Entries drawn from a collection
---

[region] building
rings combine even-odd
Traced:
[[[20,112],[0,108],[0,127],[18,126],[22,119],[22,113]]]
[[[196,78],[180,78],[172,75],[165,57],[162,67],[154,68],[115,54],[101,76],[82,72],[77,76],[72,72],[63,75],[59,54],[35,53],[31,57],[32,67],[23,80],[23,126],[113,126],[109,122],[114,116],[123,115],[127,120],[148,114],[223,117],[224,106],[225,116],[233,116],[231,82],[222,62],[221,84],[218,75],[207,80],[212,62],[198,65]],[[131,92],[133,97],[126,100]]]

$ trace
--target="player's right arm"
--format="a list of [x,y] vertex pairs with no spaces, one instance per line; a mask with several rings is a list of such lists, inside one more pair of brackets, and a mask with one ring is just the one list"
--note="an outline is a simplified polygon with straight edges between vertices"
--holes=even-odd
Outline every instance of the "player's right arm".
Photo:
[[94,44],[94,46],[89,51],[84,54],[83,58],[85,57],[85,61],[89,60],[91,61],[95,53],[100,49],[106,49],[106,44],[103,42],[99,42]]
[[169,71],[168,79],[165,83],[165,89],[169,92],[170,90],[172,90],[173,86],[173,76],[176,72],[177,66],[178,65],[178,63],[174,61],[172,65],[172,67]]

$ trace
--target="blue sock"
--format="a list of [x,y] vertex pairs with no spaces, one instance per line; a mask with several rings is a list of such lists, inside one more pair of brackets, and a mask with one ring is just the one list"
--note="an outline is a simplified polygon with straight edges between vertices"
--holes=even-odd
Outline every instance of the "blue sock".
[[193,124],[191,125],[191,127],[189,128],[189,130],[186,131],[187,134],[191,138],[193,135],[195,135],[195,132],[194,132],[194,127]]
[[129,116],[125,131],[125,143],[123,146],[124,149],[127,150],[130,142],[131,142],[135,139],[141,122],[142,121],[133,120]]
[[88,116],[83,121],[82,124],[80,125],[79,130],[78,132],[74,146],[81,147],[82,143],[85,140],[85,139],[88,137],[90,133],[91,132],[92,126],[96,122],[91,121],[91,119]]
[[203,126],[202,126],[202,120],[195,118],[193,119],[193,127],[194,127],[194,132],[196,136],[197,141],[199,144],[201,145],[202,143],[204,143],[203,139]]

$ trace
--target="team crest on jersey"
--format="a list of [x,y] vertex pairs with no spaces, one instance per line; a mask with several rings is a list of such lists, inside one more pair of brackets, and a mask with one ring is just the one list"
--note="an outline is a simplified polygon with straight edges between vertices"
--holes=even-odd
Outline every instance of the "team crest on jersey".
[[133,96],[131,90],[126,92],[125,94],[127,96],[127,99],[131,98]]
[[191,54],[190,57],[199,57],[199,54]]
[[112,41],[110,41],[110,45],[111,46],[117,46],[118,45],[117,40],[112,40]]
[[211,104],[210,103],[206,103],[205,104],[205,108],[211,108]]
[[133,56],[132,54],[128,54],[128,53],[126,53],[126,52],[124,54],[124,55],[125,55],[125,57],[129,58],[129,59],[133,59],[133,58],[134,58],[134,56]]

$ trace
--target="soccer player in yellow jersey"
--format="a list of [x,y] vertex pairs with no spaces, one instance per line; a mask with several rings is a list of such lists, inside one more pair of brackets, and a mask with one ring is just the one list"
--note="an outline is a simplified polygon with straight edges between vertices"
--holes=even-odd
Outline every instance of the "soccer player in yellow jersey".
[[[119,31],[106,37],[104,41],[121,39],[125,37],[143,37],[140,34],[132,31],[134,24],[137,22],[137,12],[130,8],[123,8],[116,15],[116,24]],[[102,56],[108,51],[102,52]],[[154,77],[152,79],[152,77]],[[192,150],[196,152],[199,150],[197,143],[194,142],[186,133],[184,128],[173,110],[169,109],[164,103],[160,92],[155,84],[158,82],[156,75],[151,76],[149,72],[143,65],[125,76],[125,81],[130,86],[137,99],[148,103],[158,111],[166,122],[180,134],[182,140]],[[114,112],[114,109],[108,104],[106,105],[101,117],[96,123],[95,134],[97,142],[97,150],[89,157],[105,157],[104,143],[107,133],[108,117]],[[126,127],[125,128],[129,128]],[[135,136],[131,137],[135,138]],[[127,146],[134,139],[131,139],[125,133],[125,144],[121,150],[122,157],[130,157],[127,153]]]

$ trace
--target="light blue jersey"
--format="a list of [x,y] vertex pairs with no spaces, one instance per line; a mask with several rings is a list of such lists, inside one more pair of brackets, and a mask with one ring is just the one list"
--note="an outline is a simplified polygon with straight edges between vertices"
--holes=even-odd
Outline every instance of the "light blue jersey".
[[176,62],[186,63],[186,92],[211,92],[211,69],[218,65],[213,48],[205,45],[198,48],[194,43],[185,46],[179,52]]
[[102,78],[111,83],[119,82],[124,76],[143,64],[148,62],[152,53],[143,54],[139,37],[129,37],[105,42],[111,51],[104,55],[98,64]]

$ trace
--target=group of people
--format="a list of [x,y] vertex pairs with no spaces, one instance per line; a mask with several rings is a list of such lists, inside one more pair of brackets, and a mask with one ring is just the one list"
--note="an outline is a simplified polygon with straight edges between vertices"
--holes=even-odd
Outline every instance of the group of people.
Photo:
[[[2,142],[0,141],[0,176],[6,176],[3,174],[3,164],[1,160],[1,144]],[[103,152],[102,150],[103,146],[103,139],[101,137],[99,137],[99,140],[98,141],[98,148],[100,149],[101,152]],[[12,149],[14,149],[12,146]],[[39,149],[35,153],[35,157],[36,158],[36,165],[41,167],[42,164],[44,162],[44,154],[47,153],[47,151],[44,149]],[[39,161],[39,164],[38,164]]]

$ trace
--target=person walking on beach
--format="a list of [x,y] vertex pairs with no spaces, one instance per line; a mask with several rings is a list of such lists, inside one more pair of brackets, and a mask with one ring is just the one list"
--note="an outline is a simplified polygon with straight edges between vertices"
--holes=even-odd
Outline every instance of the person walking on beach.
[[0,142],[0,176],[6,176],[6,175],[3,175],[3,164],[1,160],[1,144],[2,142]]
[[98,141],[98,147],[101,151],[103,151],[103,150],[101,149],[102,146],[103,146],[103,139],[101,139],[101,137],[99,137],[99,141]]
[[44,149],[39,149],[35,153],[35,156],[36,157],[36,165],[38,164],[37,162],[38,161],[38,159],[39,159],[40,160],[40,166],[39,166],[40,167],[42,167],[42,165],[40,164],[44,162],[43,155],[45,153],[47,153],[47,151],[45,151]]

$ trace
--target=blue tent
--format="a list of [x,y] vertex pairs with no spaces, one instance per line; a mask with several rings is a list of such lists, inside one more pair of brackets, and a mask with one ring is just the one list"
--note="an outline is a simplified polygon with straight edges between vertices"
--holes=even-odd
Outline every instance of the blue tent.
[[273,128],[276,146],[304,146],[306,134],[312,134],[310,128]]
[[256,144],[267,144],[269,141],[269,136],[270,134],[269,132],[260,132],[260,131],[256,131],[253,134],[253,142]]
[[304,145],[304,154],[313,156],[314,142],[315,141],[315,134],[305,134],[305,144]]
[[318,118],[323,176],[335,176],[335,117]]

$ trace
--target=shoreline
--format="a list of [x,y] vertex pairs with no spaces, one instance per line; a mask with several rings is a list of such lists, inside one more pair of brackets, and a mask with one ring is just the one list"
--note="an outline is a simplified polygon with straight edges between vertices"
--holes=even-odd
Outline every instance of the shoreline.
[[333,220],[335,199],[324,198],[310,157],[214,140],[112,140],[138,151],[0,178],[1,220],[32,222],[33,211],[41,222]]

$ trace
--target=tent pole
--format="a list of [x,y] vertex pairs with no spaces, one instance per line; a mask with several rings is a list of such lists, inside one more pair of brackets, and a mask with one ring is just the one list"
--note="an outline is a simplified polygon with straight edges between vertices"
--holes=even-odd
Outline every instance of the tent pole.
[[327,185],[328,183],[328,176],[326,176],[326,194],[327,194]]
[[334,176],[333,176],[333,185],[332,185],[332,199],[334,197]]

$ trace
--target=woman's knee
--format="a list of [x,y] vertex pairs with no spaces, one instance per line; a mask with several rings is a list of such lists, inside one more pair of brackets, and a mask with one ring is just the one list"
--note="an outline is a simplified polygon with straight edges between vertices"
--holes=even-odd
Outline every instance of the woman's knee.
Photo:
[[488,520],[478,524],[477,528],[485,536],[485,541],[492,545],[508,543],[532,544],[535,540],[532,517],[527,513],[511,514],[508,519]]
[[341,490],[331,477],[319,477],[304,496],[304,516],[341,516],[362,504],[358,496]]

---

YOUR INSTRUCTIONS:
Please report every line of the data above that contains the word "jersey", copying each such line in full. Count a match only when the case is the same.

SOLUTION:
--target="team crest on jersey"
Outline every instance of the "team crest on jersey".
--target="soccer player in yellow jersey"
Outline every instance of the "soccer player in yellow jersey".
--target="light blue jersey"
Outline every instance of the "light blue jersey".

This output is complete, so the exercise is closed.